What the exercise asks:
Copy the rows from the line containing "the gable roof" through the last line of the rows, both ends included and the requests kept. Scale every coordinate in the answers by 1.1, round to whole numbers with halves rounded up, and give only those lines.

Exercise material:
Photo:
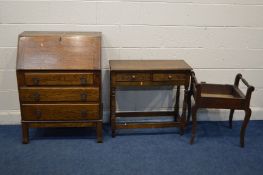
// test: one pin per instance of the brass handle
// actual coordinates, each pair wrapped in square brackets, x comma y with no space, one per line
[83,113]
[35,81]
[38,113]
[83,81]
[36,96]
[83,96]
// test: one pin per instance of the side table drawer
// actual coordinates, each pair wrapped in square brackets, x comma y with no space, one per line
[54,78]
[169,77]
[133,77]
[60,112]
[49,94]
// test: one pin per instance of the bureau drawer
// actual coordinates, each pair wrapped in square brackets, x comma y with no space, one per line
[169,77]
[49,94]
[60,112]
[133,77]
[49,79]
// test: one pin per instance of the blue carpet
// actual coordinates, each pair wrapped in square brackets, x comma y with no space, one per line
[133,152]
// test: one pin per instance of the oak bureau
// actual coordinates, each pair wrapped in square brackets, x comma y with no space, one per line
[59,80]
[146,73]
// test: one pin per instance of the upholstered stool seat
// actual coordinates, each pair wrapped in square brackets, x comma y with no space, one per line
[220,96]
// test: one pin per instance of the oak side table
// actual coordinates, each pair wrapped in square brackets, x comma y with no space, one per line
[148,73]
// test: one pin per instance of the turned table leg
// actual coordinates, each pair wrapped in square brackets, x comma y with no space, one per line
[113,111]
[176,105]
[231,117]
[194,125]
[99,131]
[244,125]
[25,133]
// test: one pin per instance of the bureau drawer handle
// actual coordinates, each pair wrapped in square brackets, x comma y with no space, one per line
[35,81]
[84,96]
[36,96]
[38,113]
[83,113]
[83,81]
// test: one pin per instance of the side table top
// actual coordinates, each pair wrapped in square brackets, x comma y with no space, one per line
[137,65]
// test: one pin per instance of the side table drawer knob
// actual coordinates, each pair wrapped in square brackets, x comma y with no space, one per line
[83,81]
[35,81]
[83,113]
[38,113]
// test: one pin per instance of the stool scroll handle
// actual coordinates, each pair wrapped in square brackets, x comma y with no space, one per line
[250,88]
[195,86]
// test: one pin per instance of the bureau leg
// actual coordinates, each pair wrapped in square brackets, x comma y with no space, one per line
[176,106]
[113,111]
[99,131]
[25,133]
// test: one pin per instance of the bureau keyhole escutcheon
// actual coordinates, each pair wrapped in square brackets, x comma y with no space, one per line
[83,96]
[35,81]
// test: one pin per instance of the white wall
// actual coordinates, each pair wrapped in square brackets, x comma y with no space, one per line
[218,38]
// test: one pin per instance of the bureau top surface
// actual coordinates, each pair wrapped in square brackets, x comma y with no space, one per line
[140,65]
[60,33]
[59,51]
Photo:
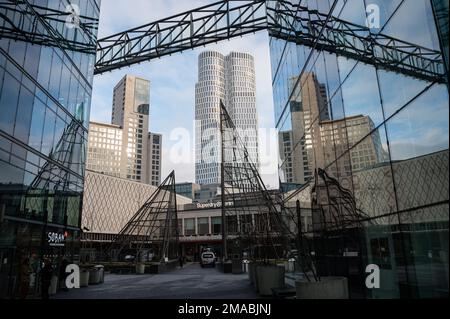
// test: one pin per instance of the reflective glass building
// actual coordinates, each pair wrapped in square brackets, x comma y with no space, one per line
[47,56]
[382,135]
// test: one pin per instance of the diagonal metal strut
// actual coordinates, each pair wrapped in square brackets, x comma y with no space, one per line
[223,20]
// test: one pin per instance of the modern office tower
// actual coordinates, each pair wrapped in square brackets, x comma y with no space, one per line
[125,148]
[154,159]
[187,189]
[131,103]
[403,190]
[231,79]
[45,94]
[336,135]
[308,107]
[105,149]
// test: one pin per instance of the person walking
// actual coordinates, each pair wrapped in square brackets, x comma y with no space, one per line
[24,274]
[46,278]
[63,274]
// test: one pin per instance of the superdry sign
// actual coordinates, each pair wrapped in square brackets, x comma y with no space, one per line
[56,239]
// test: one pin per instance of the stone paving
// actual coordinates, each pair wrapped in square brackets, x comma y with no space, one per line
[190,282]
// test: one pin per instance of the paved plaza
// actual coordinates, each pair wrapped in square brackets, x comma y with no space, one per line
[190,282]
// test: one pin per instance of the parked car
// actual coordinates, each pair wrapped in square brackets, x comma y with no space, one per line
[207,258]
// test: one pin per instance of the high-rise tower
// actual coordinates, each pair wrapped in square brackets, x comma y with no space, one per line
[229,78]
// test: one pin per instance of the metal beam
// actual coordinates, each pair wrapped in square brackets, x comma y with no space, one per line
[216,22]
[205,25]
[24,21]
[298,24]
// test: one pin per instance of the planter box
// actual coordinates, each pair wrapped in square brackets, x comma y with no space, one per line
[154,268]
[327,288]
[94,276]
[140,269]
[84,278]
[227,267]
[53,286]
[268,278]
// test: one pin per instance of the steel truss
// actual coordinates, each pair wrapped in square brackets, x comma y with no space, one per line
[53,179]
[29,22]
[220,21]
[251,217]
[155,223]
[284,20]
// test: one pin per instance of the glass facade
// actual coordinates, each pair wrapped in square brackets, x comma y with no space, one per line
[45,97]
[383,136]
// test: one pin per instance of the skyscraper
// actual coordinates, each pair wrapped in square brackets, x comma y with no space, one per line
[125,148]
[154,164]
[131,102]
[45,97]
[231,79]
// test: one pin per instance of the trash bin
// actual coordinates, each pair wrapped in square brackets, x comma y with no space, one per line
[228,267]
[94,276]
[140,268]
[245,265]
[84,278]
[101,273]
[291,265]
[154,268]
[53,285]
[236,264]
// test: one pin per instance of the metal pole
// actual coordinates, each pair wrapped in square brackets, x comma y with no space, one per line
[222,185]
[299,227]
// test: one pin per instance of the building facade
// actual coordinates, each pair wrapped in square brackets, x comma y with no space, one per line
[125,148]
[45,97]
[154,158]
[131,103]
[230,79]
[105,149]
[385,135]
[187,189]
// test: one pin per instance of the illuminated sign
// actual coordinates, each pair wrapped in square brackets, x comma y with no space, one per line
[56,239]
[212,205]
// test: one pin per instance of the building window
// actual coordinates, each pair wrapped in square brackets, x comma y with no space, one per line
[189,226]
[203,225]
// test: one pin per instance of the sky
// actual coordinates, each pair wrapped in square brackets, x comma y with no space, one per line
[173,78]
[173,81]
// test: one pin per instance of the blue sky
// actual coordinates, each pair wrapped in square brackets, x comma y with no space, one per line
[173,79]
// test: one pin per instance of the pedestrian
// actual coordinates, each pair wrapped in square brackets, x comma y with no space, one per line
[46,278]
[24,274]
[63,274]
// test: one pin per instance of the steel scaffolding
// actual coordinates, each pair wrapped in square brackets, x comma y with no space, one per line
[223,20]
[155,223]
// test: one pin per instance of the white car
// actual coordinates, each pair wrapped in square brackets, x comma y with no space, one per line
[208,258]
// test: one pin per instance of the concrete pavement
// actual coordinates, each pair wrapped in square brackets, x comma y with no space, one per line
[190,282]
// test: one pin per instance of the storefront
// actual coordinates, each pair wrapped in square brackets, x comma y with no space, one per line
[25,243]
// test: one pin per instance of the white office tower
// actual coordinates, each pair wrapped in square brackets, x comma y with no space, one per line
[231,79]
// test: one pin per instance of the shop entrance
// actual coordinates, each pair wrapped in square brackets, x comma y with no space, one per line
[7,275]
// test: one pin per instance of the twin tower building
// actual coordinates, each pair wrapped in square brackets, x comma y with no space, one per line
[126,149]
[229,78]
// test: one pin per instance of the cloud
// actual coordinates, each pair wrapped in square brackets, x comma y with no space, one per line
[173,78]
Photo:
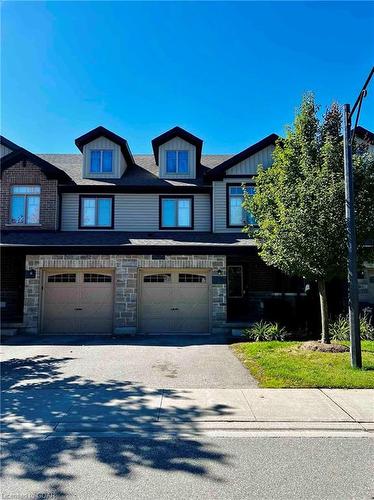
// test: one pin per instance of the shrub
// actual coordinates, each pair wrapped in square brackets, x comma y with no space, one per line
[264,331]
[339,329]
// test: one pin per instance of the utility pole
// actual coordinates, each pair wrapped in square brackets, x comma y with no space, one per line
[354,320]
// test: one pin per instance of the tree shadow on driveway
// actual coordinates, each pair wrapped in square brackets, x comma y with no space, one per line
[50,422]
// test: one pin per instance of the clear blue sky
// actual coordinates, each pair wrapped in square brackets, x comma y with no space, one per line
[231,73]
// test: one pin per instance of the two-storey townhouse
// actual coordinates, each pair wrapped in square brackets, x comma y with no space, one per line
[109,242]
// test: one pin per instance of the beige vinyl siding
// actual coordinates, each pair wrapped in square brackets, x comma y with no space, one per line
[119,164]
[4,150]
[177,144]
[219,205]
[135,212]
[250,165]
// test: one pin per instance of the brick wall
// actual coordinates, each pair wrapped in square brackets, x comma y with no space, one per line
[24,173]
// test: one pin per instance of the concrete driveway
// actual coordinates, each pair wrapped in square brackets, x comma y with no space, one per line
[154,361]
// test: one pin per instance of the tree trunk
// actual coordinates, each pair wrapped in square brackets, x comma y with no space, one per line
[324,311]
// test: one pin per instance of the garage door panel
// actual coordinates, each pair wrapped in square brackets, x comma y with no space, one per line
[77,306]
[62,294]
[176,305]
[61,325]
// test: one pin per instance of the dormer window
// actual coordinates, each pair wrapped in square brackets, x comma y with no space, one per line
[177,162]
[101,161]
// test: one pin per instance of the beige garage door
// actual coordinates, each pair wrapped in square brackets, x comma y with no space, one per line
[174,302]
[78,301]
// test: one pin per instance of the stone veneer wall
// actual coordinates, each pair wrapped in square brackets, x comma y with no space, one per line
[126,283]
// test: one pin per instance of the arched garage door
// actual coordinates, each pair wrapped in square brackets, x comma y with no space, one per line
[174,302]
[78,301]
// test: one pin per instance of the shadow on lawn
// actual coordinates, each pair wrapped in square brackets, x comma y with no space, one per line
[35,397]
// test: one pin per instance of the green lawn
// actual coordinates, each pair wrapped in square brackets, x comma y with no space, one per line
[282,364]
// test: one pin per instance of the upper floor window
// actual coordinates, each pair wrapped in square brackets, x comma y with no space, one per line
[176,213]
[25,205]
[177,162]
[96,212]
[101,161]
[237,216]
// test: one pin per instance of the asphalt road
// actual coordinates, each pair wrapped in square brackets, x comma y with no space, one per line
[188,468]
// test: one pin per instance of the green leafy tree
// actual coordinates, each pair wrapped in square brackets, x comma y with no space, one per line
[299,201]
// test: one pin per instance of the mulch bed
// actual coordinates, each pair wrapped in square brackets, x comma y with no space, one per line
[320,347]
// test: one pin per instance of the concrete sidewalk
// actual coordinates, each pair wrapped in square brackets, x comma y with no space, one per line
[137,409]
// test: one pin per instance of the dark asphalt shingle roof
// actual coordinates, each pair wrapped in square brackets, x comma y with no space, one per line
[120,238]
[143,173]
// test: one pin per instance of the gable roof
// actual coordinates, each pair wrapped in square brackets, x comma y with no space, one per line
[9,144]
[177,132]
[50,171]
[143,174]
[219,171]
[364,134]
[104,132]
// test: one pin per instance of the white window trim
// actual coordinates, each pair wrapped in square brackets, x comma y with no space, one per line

Exercise solution:
// test: one pin per instance of the gable roof
// actual coordinates, each pair wrapped in square brackets, x comma y with no space, one per line
[10,158]
[195,145]
[55,188]
[157,191]
[241,188]
[400,147]
[114,145]
// test: one pin per instance of the white window trim
// actual coordinates, each pair wrapped in square brackets, x comma y with no space, one per line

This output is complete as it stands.